*** Begin section ***
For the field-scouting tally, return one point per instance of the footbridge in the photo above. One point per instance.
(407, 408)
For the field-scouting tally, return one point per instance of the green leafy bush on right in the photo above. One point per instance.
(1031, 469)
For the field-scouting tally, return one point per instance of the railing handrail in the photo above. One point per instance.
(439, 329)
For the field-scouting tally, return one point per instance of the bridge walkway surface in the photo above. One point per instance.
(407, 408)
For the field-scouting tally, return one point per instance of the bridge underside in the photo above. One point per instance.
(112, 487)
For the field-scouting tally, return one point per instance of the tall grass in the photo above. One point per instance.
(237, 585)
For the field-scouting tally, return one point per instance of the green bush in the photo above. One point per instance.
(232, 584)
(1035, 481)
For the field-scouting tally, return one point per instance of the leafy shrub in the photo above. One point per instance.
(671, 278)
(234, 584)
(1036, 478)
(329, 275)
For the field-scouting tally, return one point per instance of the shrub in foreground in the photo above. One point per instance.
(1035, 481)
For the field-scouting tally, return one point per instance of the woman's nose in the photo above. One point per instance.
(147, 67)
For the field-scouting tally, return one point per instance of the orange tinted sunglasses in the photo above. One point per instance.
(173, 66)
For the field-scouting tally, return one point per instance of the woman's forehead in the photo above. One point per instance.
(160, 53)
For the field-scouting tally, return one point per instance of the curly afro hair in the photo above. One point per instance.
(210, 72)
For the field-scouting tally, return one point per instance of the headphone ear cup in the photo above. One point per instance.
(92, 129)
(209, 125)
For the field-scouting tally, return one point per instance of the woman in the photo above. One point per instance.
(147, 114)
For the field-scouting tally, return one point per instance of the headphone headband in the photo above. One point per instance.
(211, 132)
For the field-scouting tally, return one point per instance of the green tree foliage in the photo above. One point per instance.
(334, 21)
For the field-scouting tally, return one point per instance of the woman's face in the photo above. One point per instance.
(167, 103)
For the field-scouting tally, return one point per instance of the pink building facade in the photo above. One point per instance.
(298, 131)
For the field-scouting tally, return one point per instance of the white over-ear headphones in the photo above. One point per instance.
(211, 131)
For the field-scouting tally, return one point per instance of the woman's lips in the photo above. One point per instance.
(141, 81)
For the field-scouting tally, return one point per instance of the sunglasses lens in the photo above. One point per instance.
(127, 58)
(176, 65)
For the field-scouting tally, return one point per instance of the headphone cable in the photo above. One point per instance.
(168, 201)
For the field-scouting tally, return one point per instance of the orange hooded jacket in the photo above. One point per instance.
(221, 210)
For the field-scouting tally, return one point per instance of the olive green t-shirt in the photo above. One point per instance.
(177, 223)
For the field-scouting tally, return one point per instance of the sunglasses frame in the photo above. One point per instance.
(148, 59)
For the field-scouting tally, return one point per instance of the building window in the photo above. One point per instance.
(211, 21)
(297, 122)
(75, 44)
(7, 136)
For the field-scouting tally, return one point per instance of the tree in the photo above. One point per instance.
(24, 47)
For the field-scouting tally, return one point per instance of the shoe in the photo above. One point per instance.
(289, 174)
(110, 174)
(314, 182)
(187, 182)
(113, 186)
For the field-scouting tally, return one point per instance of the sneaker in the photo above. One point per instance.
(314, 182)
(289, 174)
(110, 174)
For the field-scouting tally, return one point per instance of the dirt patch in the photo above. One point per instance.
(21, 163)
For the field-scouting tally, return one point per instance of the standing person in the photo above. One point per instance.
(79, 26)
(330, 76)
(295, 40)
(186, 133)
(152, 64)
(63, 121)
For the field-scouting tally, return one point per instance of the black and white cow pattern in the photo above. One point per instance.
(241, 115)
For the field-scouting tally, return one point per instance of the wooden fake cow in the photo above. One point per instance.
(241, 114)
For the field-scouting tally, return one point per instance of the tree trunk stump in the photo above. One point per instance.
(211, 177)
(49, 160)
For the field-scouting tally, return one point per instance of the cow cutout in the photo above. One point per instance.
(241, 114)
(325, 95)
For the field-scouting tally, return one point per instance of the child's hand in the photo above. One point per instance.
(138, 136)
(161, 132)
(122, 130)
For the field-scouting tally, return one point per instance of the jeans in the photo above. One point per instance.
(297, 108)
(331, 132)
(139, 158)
*** End section ***
Retype the records above in full, with no differences.

For the field-scouting tally, return one point per instance of the footbridge in the photo above. One point per instance.
(407, 408)
For the field-scouting tally, return one point per instance of the green leafy bush on right in the photo above. One point per instance.
(1031, 469)
For the field-scouting tally, return one point per instance of the railing handrail in the photo above. One point per instance.
(439, 329)
For the field-scouting tally, return one point per instance of the bridge walkway surface in the photo above. One point per instance.
(407, 408)
For the field-scouting tally, return one point per instance of the bridge underside in the photo above. One point per instance.
(112, 487)
For the field-scouting tally, return one point per instance of the tall grass in the photo above. One point per instance.
(237, 585)
For the field-scouting tally, return one point per instance of the green bush in the photo above. One point per instance.
(232, 584)
(1035, 481)
For the field-scouting tally, return one point per instance of the leafy shrub in the photo above. One point per instance.
(671, 278)
(234, 584)
(1036, 478)
(329, 275)
For the field-scouting tally, return one point per instance of the shrub in foreground in the photo above. One point per instance.
(1035, 481)
For the field-scouting tally, return one point per instance of the woman's nose in the photo above. One point per instance.
(147, 67)
For the field-scouting tally, return one point per instance of the orange tinted sunglasses in the photo above. One point per instance.
(173, 66)
For the field-scouting tally, return one point per instance of the woman's forehead in the photo above. One point per instance.
(160, 53)
For the field-scouting tally, return one point per instance of the curly afro hair in the photo above. One point per instance.
(210, 72)
For the field-scouting tally, return one point per instance of the headphone ear cup in the photo above. One point per instance.
(92, 129)
(209, 125)
For the field-scouting tally, return one point per instance of the woman in the photo above. One point per instance.
(147, 114)
For the field-scouting tally, return one point per instance of the headphone headband in the photo above. One point per instance.
(211, 132)
For the field-scouting tally, return one point per instance of the green tree foliage in the photo above. One point per instance.
(334, 21)
For the field-scouting tally, return one point per instance of the woman's face in the photo above. One point per instance.
(167, 103)
For the field-scouting tally, return one point per instance of the pink building facade in the photo above. One point per instance.
(298, 131)
For the field-scouting tally, return one point per instance of the white over-ear headphones in the photo above. One point per instance.
(211, 131)
For the field-scouting tally, return one point per instance of the woman's lips in the photo above. One point per instance.
(141, 81)
For the field-scouting tally, return one point per instance of the sunglasses lens in the photo above. One point per instance.
(127, 58)
(176, 65)
For the field-scouting tally, return one point per instance of the headphone cable in the photo above. One point per instance.
(168, 201)
For the field-scouting tally, return one point per instance of the orange hooded jacket in the photo above. One point per instance.
(221, 210)
For the field-scouting tally, return one point per instance of the olive green t-shirt in the photo above. One point per instance.
(177, 223)
For the field-scouting tally, return one point per instance of the sunglasses frame in the photo above. One point per instance.
(148, 59)
For the field-scouting tally, return one point per instance of the building window in the photo above. One point per instance.
(211, 21)
(297, 122)
(75, 44)
(7, 136)
For the field-scouting tally, return one point per instance of the tree in the photo above. One point per instance.
(24, 47)
For the field-scouting tally, return one point per instance of the shoe in the photo above. One point per instance.
(289, 174)
(110, 174)
(314, 182)
(187, 182)
(113, 186)
For the field-scouting tally, return one point per instance of the sneaker in the photo above. One point per instance.
(314, 182)
(289, 174)
(110, 174)
For the field-scouting tally, return one point per instance of the dirt patch in the photo above. One point per instance.
(21, 163)
For the field-scouting tally, return one point per instance of the standing person in the photo above. One point per instance.
(79, 26)
(330, 76)
(295, 40)
(186, 133)
(152, 64)
(63, 121)
For the field-scouting tally, return one point per instance of the black and white cow pattern in the photo above. One point per instance.
(241, 115)
For the field-scouting tally, return one point per instance of the wooden fake cow in the photo above. One point per instance.
(241, 114)
For the field-scouting tally, return one point per instance of the tree trunk stump in the photo above. One point per instance.
(211, 177)
(49, 160)
For the field-scouting tally, return one point per instance of the cow cutout in the photo above. One point per instance.
(241, 114)
(325, 95)
For the field-scouting tally, return one point per instance of the child's hand in the photo above. One point per instance.
(138, 136)
(161, 132)
(122, 130)
For the field-scouting tally, return one point per instance of the jeans in the photo above. One point per instance.
(297, 108)
(331, 132)
(139, 158)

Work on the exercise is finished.